§ Tasks to carry out
[1] Reproduce word for word the part of the Nick Civetta profile that opens with the words containing "- 2019–2020: Vannes" and closes with "States / 35 / (20)".
[2] Pick up the Nick Civetta profile after its last line and keep writing it.

**** Source extract ****

Nick Civetta
- Born: November 5, 1989 (age 36) Scarsdale, New York, U.S.
- Height: 6 ft 8 in (2.03 m)
- Weight: 118 kg (18 st 8 lb; 260 lb)
- University: University of Notre Dame University of California, Berkeley University of Oxford

Rugby union career
- Position: Lock

Amateur team(s)
- Years: Team / Apps / (Points)
- 2012: SFGG
- 2013: New York Athletic Club RFC
- 2021–2022: Oxford University RFC
- Correct as of May 12, 2014

Senior career
- Years: Team / Apps / (Points)
- 2013–2014: Lazio / 19 / (10)
- 2014–2015: Rugby Viadana / 9 / (0)
- 2015–2016: I Medicei / 20 / (45)
- 2016–2018: Newcastle Falcons / 5 / (0)
- 2017–2018: → Doncaster Knights (loan) / 12 / (0)
- 2018–2019: Doncaster Knights / 15 / (15)
- 2019–2020: Vannes / 15 / (0)
- 2021–2022: Rugby United New York / 18 / (5)
- Correct as of 21 November 2022

International career
- Years: Team / Apps / (Points)
- 2012: USA Selects / 3 / (0)
- 2016–2022: United States / 35 / (20)
- Correct as of 21 November 2022

= Nick Civetta =

American rugby union player (born 1989)

**** Records ****

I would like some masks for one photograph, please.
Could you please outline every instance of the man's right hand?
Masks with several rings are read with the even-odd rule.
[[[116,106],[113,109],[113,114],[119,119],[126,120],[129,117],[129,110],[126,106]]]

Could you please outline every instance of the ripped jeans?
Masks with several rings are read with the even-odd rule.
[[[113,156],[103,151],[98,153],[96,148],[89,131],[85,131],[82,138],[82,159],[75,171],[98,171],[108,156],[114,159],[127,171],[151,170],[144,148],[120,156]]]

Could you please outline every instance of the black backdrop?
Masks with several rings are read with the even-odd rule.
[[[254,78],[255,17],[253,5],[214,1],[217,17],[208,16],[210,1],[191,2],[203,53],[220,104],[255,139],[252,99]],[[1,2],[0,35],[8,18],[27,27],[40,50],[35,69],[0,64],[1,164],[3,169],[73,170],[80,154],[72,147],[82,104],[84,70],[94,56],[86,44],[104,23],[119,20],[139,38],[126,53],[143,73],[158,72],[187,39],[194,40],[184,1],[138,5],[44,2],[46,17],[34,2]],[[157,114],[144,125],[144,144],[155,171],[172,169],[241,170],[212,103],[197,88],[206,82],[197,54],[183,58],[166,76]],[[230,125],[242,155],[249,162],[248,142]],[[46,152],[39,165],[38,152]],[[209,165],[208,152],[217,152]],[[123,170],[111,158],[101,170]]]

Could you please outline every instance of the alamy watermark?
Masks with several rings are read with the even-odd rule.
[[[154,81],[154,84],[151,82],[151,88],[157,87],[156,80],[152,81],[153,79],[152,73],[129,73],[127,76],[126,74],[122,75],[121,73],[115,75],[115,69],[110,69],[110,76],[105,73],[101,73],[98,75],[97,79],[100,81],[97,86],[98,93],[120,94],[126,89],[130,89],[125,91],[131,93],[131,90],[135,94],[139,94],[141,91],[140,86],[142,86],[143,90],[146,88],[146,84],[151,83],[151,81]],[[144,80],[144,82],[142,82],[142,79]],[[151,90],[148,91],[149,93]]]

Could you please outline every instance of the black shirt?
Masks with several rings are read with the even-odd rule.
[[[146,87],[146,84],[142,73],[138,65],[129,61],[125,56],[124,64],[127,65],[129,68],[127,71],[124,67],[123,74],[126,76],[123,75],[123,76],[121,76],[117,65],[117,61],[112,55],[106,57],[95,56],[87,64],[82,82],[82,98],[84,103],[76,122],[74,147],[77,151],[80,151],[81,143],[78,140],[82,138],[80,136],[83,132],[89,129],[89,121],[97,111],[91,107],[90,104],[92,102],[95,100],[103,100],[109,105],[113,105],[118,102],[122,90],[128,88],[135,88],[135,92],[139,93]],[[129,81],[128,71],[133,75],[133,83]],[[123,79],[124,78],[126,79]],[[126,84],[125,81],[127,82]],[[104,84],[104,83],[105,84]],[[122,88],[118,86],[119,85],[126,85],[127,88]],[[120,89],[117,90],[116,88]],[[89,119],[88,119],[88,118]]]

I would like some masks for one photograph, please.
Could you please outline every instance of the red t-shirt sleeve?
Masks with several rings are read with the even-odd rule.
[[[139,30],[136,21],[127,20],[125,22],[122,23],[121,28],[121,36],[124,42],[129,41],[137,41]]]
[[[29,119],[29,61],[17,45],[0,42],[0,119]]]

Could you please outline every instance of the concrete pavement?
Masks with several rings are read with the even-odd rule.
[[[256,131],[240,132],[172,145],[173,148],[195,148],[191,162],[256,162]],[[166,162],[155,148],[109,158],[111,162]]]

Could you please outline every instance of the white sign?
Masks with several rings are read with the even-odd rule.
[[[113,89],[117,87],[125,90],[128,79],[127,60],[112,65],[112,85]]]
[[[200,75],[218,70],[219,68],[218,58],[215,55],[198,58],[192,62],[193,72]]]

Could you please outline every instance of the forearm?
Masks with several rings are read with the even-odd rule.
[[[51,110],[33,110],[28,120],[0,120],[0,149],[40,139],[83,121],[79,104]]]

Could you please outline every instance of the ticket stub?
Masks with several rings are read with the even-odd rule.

****

§ Your written answers
[1]
- 2019–2020: Vannes / 15 / (0)
- 2021–2022: Rugby United New York / 18 / (5)
- Correct as of 21 November 2022

International career
- Years: Team / Apps / (Points)
- 2012: USA Selects / 3 / (0)
- 2016–2022: United States / 35 / (20)

[2]
Nick Civetta (born November 5, 1989) is an American former professional rugby player who last played for Rugby New York of Major League Rugby. He also played internationally for the United States rugby team. He played as a second row.

He previously played for RC Vannes in the Rugby Pro D2.

==University rugby==
Civetta was born in White Plains, New York. Civetta's rugby career began at 18 when he began playing for the University of Notre Dame Rugby Football Club. He was named an All-American in his junior and senior years. Civetta graduated with a B.S in Civil Engineering from the University of Notre Dame, and a M.S. in Geotechnical Engineering from the University of California, Berkeley. Civetta finished an M.S. at the University of Oxford in 2022. He played in the 2022 Varsity Match, earning a winning blue.

==Club career==
Civetta moved to Berkeley, CA and played for San Francisco Golden Gate RFC in the Rugby Super League in 2012. In 2013, he played with New York Athletic Club in the newly formed US Elite Cup.

In the summer of 2013, Civetta signed a contract with Rome-based Lazio playing in the National Championship of Excellence competition. After the 2013–2014 season, Civetta signed with Parma based Rugby Viadana.

On 6 May 2016, Civetta signed for England top-flight club Newcastle Falcons in the Aviva Premiership from the 2016-17 season. Civetta made his debut for Newcastle playing 58 minutes in a loss to Ospreys in the European Challenge Cup.

After spending the next season on loan with the Doncaster Knights, that he permanently joined for the 2018-19 season.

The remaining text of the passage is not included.